# Start of EXERCISE DATA

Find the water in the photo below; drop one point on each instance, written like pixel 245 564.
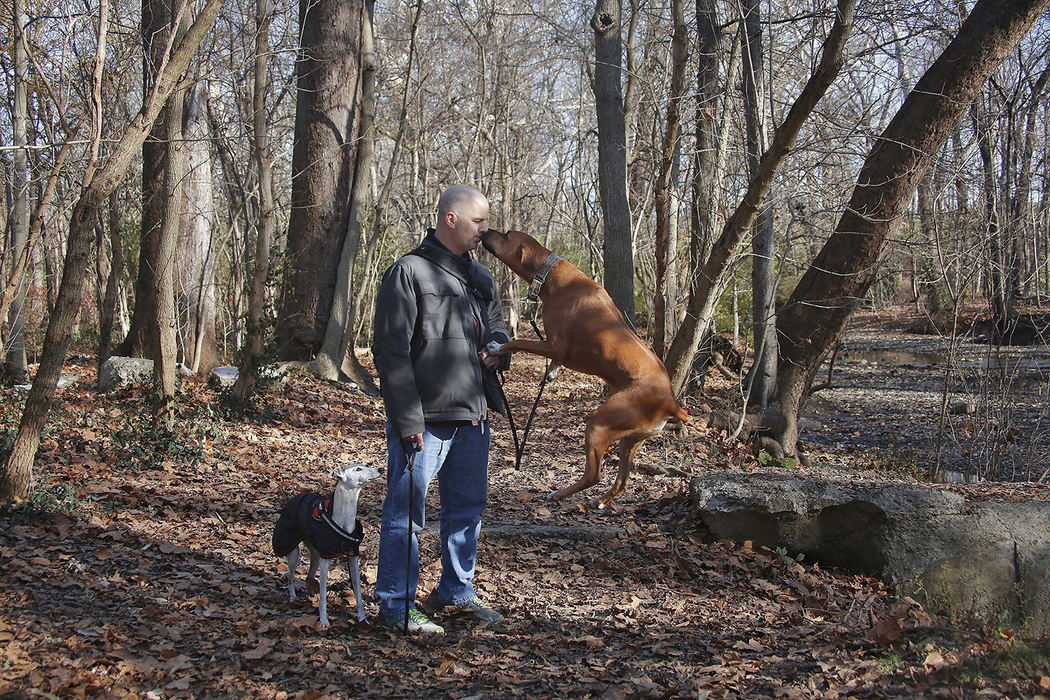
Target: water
pixel 901 358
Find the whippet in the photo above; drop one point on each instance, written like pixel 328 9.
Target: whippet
pixel 330 528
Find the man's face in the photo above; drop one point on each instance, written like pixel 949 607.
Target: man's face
pixel 465 225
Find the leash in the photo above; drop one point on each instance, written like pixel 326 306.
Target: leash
pixel 531 306
pixel 520 445
pixel 410 457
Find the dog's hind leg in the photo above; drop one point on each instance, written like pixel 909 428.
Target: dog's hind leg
pixel 322 594
pixel 315 557
pixel 355 578
pixel 293 561
pixel 628 446
pixel 595 445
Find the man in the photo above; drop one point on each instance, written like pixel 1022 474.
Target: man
pixel 438 316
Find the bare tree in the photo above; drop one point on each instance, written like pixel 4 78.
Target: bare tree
pixel 99 182
pixel 326 148
pixel 15 342
pixel 710 281
pixel 252 355
pixel 838 278
pixel 679 55
pixel 336 353
pixel 612 155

# End of EXERCISE DATA

WRITTEN EXERCISE |
Please repeat all of the items above word for word, leaving out the picture.

TASK RESPONSE |
Find the water in the photo below; drop one point on each instance, written like pixel 245 564.
Target: water
pixel 901 358
Find the whippet in the photo above; drop one point on each instance, written like pixel 328 9.
Target: whippet
pixel 330 528
Find the man's face in the photo above; drop one point on each instance, written like pixel 949 607.
Target: man's face
pixel 465 225
Find the leash in the photo above; drop one point on each instance, written like pixel 326 306.
Target: leash
pixel 531 306
pixel 520 445
pixel 410 457
Find the dog's hind leg in the photo above; drop one point on each instance, written like pixel 909 428.
Target: dog's hind leg
pixel 322 594
pixel 315 557
pixel 355 578
pixel 293 561
pixel 628 446
pixel 595 445
Find the man in the photo above; drop one point on each instance, written like pixel 1022 474.
Target: man
pixel 438 316
Find the bare tree in the photo above; drop one point on each instance, written like pixel 4 78.
Target: bare tree
pixel 99 182
pixel 326 148
pixel 15 342
pixel 710 281
pixel 252 355
pixel 838 278
pixel 679 55
pixel 336 353
pixel 612 155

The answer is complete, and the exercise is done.